Set task ▸ The required result is the exact run of lines beginning at the one containing "Put a dot on each instance of the blurred" and ending at the last line of the entries.
** BEGIN Records provided **
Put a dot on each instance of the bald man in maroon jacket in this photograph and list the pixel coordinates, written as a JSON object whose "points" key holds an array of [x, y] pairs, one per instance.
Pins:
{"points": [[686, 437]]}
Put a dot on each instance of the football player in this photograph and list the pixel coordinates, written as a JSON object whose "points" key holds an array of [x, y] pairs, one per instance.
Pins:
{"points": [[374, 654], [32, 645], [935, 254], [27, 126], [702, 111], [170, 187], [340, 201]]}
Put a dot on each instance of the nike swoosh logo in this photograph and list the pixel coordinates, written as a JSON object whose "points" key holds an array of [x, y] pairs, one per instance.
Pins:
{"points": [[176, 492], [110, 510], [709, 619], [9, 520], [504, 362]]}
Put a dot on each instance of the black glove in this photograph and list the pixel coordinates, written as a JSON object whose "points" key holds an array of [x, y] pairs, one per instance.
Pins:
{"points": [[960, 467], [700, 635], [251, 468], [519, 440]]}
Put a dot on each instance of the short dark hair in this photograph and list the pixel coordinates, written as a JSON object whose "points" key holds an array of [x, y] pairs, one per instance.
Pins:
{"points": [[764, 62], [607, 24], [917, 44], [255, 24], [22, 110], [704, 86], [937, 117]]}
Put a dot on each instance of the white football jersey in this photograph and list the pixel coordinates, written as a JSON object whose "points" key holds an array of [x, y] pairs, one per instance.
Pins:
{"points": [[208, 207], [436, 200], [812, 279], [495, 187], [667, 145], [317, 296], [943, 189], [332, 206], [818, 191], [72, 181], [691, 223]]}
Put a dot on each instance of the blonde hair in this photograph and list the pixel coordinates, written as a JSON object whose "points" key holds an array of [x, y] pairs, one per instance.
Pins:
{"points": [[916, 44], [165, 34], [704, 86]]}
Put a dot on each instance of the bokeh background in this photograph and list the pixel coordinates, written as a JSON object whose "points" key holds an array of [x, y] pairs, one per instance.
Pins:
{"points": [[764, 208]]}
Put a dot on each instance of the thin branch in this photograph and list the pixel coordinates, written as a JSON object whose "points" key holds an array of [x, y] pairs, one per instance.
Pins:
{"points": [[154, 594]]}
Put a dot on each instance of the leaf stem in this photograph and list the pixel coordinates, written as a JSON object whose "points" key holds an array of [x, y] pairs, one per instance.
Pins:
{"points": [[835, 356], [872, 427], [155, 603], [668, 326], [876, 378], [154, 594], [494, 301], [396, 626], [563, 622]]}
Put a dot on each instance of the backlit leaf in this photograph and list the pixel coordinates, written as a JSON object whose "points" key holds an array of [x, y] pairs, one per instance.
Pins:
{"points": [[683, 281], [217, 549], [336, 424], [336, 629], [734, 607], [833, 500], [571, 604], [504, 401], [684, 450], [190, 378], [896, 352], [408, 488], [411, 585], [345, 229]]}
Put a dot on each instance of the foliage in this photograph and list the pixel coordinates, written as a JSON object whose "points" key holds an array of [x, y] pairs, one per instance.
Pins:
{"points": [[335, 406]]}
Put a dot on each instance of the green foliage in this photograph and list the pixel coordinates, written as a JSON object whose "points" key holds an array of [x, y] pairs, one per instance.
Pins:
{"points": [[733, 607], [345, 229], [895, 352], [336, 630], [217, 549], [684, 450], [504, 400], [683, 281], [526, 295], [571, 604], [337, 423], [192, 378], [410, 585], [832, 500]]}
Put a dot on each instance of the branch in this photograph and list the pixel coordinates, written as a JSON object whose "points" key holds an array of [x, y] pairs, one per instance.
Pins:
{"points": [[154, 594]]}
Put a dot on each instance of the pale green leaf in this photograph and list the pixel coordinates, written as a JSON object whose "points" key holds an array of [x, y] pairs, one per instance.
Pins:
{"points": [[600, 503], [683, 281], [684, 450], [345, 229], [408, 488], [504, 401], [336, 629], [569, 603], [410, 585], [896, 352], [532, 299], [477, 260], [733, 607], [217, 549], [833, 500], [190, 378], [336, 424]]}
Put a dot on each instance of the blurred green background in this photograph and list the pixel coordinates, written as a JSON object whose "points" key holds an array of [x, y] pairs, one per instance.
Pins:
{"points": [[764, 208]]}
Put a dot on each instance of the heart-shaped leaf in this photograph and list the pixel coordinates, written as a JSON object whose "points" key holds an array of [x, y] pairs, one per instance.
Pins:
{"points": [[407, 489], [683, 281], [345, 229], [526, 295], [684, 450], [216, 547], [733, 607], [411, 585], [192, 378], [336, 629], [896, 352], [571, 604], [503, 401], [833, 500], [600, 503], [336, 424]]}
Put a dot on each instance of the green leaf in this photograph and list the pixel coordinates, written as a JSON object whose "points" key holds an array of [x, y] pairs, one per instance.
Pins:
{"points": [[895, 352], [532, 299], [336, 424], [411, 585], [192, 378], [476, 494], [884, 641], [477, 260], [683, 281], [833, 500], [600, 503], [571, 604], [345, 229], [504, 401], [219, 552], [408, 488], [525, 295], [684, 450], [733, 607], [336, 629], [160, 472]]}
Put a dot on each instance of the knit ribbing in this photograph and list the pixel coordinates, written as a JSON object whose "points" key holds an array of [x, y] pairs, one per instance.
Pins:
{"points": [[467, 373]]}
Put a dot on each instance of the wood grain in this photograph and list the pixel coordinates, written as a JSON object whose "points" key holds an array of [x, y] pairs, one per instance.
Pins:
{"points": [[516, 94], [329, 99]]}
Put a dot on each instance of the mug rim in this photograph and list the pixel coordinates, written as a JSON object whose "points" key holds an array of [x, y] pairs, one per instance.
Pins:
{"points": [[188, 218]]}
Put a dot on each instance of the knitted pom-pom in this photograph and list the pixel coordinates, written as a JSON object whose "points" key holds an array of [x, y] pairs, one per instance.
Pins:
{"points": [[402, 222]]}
** END Records provided **
Written solution ▸
Put a dot on each instance of the blurred green background in this photograph and list the pixel coordinates, written as a JSON object whose "points" key holds an array of [x, y] pairs, one per instance.
Pins:
{"points": [[764, 208]]}
Put a dot on each instance of the heart-shaped leaf in this photograph and list the pixel coordinates, written as a JSON object whose "points" key holds an array of [x, y] pairs, one per instance.
Pins:
{"points": [[407, 489], [683, 281], [345, 229], [526, 295], [684, 450], [216, 547], [733, 607], [411, 585], [192, 378], [336, 629], [896, 352], [571, 604], [503, 401], [833, 500], [600, 503], [336, 424]]}
Put a dot on each instance of the green leaf in this photograph and list the pixel coordinates, written as a JSON object whose "points" key holds an array of [x, y] pairs, one per instance.
Pins:
{"points": [[895, 352], [532, 299], [336, 424], [411, 585], [192, 378], [476, 494], [884, 641], [477, 260], [683, 281], [833, 500], [600, 503], [571, 604], [345, 229], [504, 401], [219, 552], [408, 488], [525, 295], [684, 450], [733, 607], [336, 629], [160, 472]]}
Put a dot on each instance of the knit ribbing in this photograph and list the pixel coordinates, written as a JSON object whose "points" key holds an array of [x, y] pairs, one per instance.
Pins:
{"points": [[467, 373]]}
Put a dot on each instance of the wood grain in this photograph and list the pixel coordinates, written as a JSON object whose "points" key holds an array of [x, y] pairs, one per instance.
Pins:
{"points": [[516, 94], [329, 99]]}
Put a dot on each instance of the mug rim in this photograph and list the pixel coordinates, written as a JSON object whose "points" key holds an array of [x, y] pairs, one per instance.
Pins:
{"points": [[188, 218]]}
Put a dot on each instance of the knitted pom-pom in this photograph and list the pixel coordinates, written as a JSON object whose "points" key holds an array of [x, y] pairs, one per instance.
Pins:
{"points": [[402, 222]]}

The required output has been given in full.